[Coordinate labeling data]

......

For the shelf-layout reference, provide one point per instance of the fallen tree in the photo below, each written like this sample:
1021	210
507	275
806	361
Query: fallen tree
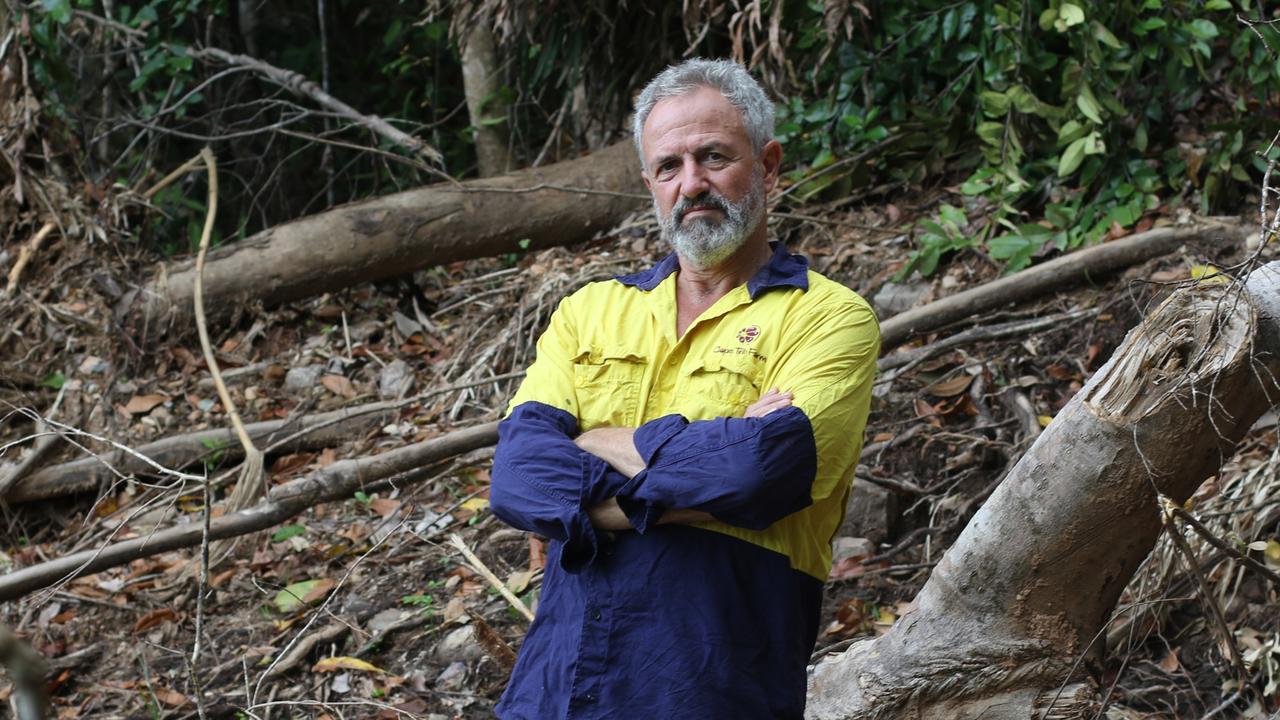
1061	272
1009	623
86	474
292	434
400	233
334	482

......

== Given task ==
Render every line of the items above as a Markdown table with the columns "Row" and "Text", numbering the rows and skipping blank lines. Omit the pictures.

== The output ==
| Row | Text |
|---|---|
| 1 | For the shelf-layout reference, provide one point per instance of the fallen tree in the photo below, each written like this sample: |
| 2 | 1021	210 |
| 3 | 507	275 |
| 4 | 806	361 |
| 5 | Query: fallen tree |
| 6 | 1061	272 |
| 7 | 1009	623 |
| 8 | 86	474 |
| 9 | 292	434 |
| 10 | 400	233 |
| 11 | 334	482 |